Each line in the records that mentions the word "grass" needs to be listed.

- _Stored items_
☆ ☆ ☆ ☆ ☆
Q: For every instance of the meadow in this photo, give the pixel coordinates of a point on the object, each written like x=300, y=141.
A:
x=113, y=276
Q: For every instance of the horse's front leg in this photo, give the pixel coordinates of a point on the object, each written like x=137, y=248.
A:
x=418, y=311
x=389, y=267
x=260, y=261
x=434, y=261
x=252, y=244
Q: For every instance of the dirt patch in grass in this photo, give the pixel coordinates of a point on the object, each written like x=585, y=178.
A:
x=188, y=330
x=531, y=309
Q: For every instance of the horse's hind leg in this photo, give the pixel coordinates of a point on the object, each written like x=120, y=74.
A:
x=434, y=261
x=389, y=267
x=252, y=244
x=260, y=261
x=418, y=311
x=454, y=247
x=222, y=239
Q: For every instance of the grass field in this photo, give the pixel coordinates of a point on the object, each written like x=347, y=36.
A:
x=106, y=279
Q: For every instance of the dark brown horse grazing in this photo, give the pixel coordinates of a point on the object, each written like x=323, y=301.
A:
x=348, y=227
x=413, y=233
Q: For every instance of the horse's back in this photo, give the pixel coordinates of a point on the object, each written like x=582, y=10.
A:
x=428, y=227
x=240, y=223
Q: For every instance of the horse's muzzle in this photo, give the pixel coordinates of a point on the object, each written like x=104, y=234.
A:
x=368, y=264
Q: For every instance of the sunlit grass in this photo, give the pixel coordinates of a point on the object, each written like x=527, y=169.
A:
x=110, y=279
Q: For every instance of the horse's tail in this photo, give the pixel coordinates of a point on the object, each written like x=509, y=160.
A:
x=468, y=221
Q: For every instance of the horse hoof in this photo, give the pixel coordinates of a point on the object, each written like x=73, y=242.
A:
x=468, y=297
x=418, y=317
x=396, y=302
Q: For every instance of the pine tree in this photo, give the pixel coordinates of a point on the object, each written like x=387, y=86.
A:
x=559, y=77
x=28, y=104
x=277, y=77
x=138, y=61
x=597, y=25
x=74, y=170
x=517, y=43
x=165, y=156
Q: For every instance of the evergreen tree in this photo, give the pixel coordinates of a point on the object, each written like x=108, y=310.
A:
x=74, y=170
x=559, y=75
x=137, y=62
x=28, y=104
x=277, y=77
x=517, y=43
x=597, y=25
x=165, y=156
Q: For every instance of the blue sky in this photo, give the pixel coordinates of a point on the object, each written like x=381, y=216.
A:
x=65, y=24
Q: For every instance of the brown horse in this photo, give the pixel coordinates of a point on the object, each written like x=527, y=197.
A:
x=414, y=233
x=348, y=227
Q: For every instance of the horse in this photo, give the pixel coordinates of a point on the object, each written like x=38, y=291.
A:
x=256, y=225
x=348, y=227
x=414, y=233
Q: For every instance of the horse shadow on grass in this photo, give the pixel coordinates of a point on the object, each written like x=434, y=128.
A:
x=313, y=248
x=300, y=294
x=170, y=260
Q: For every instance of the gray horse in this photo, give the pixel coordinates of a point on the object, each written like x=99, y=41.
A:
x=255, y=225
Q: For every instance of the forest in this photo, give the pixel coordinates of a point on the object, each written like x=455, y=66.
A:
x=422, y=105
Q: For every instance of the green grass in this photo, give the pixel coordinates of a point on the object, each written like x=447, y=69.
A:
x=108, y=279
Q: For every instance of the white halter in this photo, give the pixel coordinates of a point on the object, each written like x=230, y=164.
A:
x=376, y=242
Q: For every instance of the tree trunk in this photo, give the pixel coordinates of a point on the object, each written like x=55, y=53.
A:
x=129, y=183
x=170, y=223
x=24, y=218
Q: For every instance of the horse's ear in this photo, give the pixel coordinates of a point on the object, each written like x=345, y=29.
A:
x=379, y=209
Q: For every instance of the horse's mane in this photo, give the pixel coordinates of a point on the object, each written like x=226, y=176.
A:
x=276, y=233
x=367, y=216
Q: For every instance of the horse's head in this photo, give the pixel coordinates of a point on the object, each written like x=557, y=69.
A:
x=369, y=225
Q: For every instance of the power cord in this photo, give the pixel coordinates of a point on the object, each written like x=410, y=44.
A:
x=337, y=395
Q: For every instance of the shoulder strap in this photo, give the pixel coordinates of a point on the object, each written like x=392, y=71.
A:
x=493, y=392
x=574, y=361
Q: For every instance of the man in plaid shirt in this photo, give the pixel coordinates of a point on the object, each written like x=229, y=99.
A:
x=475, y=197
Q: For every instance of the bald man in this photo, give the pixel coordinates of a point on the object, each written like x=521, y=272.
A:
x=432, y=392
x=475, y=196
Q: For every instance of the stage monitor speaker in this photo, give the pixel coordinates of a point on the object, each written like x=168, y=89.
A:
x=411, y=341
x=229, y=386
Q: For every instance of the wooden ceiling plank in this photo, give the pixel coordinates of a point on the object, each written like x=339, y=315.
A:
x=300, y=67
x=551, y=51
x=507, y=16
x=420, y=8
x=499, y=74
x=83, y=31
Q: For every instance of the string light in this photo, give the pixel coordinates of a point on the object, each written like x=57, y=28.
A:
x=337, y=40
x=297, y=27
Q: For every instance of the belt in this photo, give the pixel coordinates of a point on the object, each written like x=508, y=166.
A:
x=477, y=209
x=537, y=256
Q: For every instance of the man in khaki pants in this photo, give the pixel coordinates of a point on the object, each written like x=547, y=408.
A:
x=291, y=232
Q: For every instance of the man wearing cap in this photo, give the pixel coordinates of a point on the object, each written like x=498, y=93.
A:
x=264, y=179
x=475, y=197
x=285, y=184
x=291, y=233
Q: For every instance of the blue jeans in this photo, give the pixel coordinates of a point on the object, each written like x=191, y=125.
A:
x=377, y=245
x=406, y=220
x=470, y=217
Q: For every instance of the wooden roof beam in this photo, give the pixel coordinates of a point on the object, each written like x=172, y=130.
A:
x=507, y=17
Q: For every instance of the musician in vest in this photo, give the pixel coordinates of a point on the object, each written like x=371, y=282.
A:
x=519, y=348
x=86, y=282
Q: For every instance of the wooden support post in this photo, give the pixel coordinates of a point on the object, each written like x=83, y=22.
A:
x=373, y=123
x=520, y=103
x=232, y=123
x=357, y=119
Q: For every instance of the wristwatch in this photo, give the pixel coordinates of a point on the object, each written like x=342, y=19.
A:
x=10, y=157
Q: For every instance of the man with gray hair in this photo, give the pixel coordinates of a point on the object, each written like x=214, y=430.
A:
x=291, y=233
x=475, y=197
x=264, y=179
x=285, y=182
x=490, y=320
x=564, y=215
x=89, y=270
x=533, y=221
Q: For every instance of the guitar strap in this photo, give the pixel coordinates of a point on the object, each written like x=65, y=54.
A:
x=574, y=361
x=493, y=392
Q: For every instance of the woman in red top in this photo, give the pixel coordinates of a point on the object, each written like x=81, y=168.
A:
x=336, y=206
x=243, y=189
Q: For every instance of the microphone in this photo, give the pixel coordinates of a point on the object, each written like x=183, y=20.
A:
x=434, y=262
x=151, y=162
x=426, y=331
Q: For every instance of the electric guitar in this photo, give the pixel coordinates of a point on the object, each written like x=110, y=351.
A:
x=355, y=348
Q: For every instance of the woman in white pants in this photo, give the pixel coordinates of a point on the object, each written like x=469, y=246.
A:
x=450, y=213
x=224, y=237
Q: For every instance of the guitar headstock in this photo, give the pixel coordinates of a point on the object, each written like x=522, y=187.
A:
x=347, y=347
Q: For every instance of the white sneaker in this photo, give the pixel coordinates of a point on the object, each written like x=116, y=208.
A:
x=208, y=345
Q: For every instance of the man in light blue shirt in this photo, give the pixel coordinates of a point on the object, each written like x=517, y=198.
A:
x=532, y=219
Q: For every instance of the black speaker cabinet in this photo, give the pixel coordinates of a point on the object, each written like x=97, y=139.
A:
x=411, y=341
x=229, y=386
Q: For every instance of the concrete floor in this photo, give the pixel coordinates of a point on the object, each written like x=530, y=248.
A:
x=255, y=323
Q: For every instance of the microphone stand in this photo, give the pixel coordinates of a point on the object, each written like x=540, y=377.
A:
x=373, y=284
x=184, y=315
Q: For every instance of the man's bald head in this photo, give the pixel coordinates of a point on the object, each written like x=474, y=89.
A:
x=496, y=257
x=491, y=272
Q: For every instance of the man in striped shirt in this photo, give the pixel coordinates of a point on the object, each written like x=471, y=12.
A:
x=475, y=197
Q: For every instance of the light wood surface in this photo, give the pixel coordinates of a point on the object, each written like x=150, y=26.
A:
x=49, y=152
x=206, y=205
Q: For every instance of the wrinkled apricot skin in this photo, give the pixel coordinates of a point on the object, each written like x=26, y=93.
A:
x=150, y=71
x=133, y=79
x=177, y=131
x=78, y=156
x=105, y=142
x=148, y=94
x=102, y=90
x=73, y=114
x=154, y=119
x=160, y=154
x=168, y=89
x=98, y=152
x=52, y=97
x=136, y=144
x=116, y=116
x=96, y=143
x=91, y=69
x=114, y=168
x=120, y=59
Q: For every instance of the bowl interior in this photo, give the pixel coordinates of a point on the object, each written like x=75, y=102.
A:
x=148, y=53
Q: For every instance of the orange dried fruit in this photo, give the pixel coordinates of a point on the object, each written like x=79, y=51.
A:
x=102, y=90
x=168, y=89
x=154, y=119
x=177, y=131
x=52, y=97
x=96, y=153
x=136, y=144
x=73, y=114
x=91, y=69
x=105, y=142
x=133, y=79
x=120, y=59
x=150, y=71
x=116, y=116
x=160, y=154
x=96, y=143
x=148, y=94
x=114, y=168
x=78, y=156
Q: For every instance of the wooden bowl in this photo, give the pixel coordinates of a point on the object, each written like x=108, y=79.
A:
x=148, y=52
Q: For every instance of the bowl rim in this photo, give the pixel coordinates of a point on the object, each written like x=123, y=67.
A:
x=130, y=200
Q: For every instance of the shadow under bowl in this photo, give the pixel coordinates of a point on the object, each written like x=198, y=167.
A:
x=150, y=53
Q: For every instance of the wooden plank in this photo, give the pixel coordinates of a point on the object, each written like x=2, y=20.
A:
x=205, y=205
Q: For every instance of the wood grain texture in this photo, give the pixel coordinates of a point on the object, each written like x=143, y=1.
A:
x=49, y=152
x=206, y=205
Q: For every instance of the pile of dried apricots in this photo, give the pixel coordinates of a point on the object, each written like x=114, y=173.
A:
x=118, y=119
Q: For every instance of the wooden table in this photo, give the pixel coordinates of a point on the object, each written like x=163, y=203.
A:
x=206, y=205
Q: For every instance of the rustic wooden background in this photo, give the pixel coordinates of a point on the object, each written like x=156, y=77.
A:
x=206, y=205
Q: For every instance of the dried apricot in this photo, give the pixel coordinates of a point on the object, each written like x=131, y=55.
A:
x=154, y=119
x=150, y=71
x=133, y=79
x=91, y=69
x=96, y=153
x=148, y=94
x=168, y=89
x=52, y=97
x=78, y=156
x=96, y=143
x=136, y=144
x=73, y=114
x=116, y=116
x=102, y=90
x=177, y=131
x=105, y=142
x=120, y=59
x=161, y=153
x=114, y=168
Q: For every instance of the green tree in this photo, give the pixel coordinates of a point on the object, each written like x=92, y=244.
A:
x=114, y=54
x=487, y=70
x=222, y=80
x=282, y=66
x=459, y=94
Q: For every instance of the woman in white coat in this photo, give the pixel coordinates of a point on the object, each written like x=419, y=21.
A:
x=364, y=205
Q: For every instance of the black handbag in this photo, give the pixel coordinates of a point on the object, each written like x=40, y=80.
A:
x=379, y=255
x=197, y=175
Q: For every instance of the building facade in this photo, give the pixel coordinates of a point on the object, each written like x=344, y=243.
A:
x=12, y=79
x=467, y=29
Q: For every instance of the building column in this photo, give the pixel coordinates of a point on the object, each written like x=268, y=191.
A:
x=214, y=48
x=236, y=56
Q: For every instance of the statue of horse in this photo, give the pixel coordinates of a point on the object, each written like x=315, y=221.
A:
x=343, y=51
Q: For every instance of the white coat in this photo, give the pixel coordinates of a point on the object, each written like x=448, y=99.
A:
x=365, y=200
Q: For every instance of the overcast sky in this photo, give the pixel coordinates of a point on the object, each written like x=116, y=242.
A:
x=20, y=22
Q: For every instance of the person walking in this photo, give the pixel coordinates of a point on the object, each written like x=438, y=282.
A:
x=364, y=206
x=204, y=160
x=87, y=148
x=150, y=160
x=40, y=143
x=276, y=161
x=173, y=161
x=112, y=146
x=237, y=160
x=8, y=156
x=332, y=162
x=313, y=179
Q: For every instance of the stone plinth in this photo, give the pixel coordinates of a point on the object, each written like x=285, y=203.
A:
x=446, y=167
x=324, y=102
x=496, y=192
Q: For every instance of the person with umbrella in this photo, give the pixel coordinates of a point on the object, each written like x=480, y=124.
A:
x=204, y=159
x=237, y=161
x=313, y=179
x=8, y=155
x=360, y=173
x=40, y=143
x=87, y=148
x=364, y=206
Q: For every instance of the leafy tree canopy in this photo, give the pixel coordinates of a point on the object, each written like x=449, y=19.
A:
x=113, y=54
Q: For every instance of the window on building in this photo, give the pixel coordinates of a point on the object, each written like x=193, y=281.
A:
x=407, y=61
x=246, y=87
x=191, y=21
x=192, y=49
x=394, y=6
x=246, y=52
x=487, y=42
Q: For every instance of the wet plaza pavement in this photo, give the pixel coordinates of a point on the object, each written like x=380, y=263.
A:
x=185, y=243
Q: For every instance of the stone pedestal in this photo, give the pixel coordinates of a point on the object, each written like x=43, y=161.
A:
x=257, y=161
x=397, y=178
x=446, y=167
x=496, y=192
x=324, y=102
☆ ☆ ☆ ☆ ☆
- _ANSWER AREA_
Q: For every instance of the dirt patch in grass in this photo, give the pixel coordinates of a point on the object, each written like x=585, y=178.
Q: For every instance of the grass field in this photo, give the pixel coordinates of a point on the object, each written like x=347, y=36.
Q: For every instance of the sunlit grass in this photo, give the pixel coordinates of a point on the object, each written like x=527, y=169.
Q: For every instance of the horse shadow on grass in this photo, give the pixel coordinates of a point on the object, each written like x=434, y=128.
Q: For every instance of the green grass in this photo, give the pixel coordinates of a point on the object, each written like x=447, y=69.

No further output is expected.